## 任务列表
[A] 根据关于数据中心前端瓶颈的文段，平均有多大比例的 critical lines 会持续保持 critical？
[B] 接续关于数据中心前端瓶颈的文段，从其最后一句之后往下撰写。

背景问题

这篇论文聚焦的是数据中心应用的前端瓶颈：

现代服务器已经普遍用了 decoupled front-end 和 FDIP 一类的取指预取，因此很多 L1I miss 已经能被容忍
但 L2 中的 instruction miss 会导致 decode starvation，进而让 issue queue 变空，最终把 Core 卡住
如果把 “L2 对 instruction 的命中率做到接近完美”，那么在 12 个数据中心工作负载上，相对 Tree-Based PLRU 的平均性能提升可以达到 19.8%，最高甚至 75%
已有 SOTA 方案 EMISSARY 平均只提升 2.2%

SOTA: EMISSARY

1. 关键 instruction line 是动态的

EMISSARY 的思想是：把导致 decode starvation 的 instruction line 识别为 critical，尽量保留在 L2 里

问题：criticality 不是静态属性，而是强烈依赖上下文的动态属性

平均只有 28.32% 的 critical lines 会持续保持 critical；
剩余 71.68% 的 critical lines 都表现为动态 critical（d-critical）
- 同一条 instruction line 有时会导致 decode starvation，有时不会
- 这个现象在用户态代码和 OS 代码里都存在

静态设置 criticality 存在问题：

真正当前路径下 critical 的 line 可能没被识别出来
曾经 critical、但当前路径下并不 critical 的 line 反而被过度保护

2. 没有考虑 branch history

控制流决定 criticality，而控制流可以用 branch history 近似描述

同一个 cache-line-aligned PC，在不同 branch history 下，可能呈现完全不同的 decode starvation 行为

论文用 finagle-chirper 中一个具体 PC 举例：当 branch history 是 11000100 时，它总是导致 decode starvation；而当 history 是 01000100 时，则从不导致 decode starvation

原因在于：branch history 改变了控制流路径，也改变了该 line 在 L2 中的局部 reuse distance

结论：criticality 识别不能只看 PC，必须把 branch history 作为上下文引入

3. 没有区分 reuse distance

即便一条 line 是 critical，也不能一视同仁地保护，因为它们的 reuse 行为差异很大
EMISSARY 把 critical 和 non-critical 分开，但在 critical 内部，没有继续区分“短重用”和“长重用”

## 参考资料
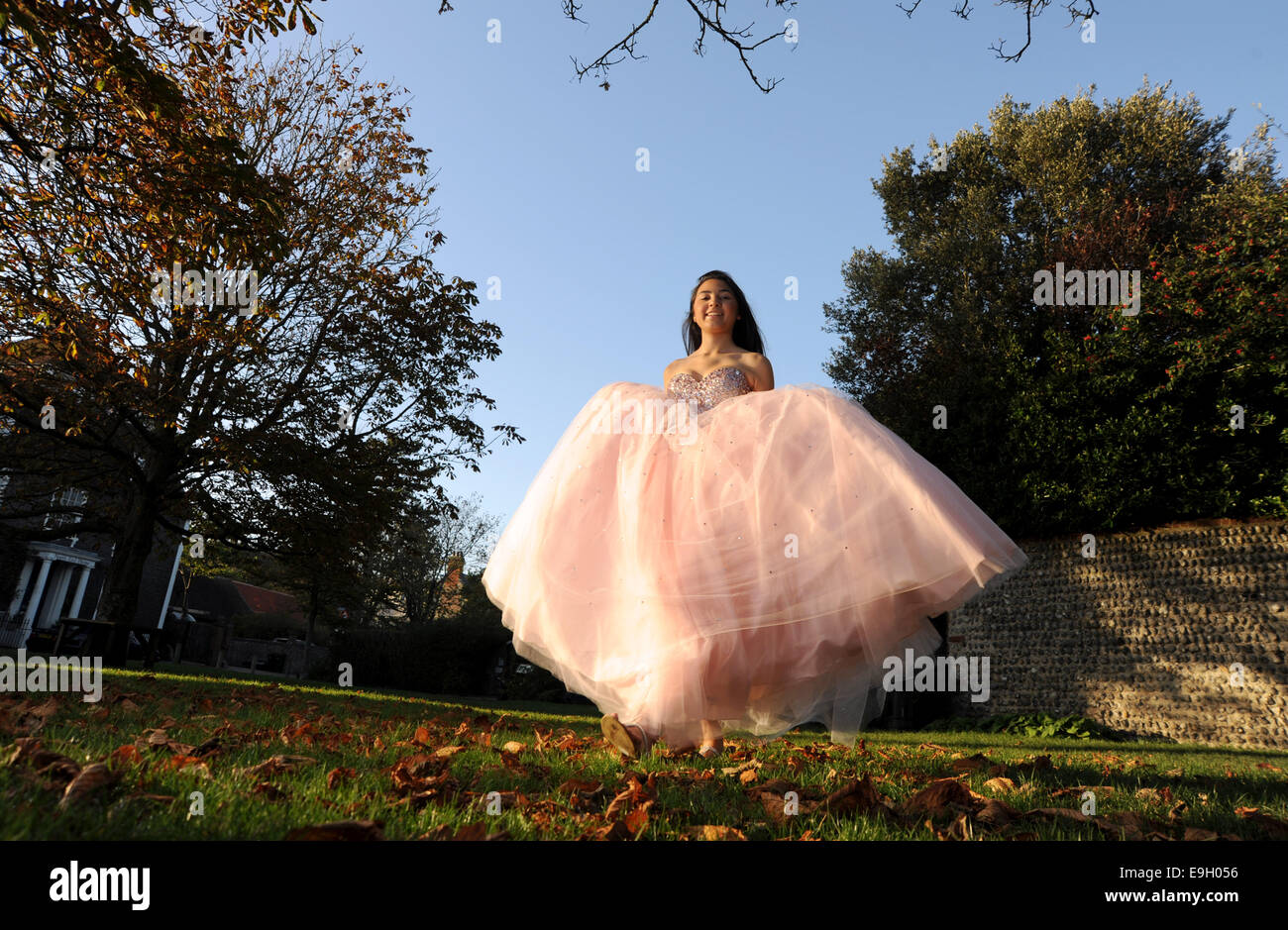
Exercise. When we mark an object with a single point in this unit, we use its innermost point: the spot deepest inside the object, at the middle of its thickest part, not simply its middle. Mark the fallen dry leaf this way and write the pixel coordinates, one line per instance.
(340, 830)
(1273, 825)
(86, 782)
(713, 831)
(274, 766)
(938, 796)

--

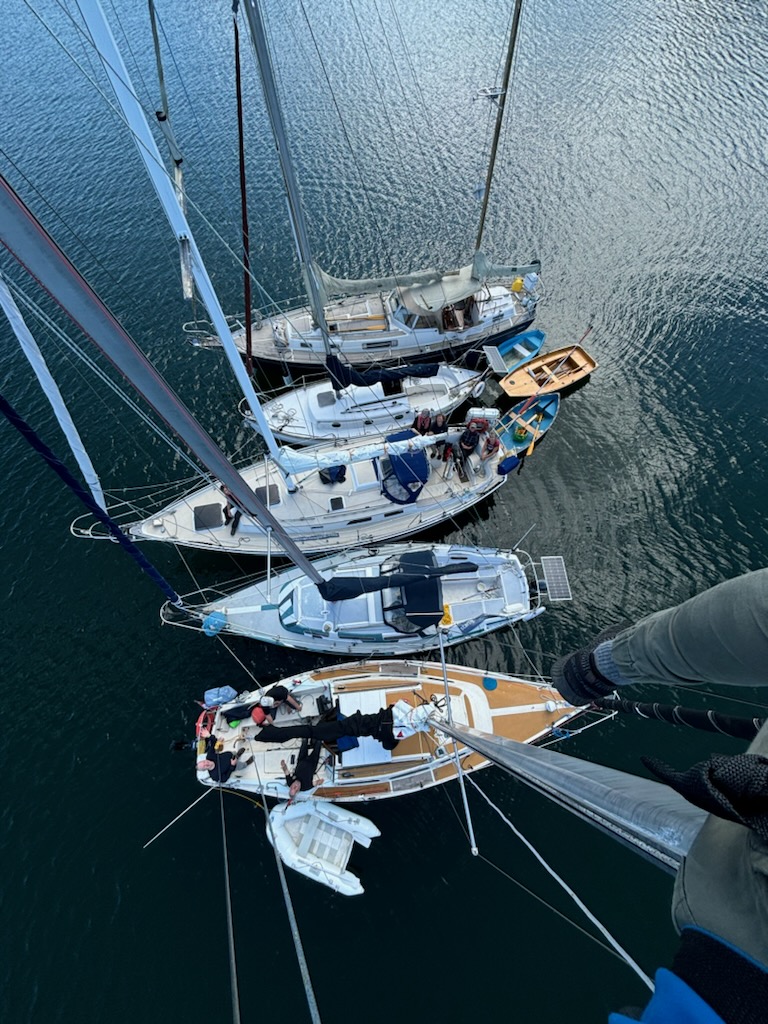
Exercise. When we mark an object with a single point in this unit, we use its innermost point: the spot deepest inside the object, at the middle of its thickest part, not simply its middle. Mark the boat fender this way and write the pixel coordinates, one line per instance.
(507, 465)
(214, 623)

## 任务解答
[A] 平均只有 28.32% 的 critical lines 会持续保持 critical。

[B]
论文发现：

critical line 一旦被确认，几乎都会有重用，因为 dead-on-arrival 的 critical line 已经被过滤掉
但 critical line 之间有 short/mid/long reuse 的差别
EMISSARY 的做法: 当一个 set 里 critical lines 超过阈值时，就会在 critical lines 之间替换，导致mid/long reuse 的 critical line 还没等到 reuse就被替换

除此之外，reuse 应当是“局部 reuse”而不是“全局 reuse”:

replacement 决策本质上是在 set 内进行的
- 因此更有意义的是 local reuse distance，而不是整个 L2 范围上的 global reuse distance

实验分析 critical / non-critical line 的 reuse 情况：
把 instruction line 按 local reuse distance 分成：

no reuse
short: [0,16)
mid: [16,32)
long: 32+

然后观察 critical 与 non-critical 的分布:

critical lines 基本都会 reuse
non-critical lines 里大约 19% 是 dead 的，没有 reuse
critical lines 里 short reuse 的平均占比约 19.10%

ICARUS 设计

ICARUS 可以分成两个部分理解：

BHC：Branch-History-based Criticality detection
BRC：Based on Reuse and Criticality 的 bin-based replacement

1. BHC：用 branch history 提升 critical fetch 检测

设计了一个 Critical Instruction fetch Identification Table (CIT)：

当发生 decode starvation 且 issue queue 为空时，把这次 instruction fetch 视为 critical fetch
用 cache-line address 和 branch history 做 hash
用这个 hash 去索引 CIT (小表)
对应的 2-bit 饱和计数器加一
当计数器超过阈值 2 时，向 L2 发送 criticality signal，把该 L2 line 标记为 critical
- 把那些只出现过一次、没有后续重用的偶发 critical miss 过滤掉

细节：

branch history 长度为 9 bits
CIT 有 512 项，每项是 2-bit saturating counter (tagless，允许 aliasing)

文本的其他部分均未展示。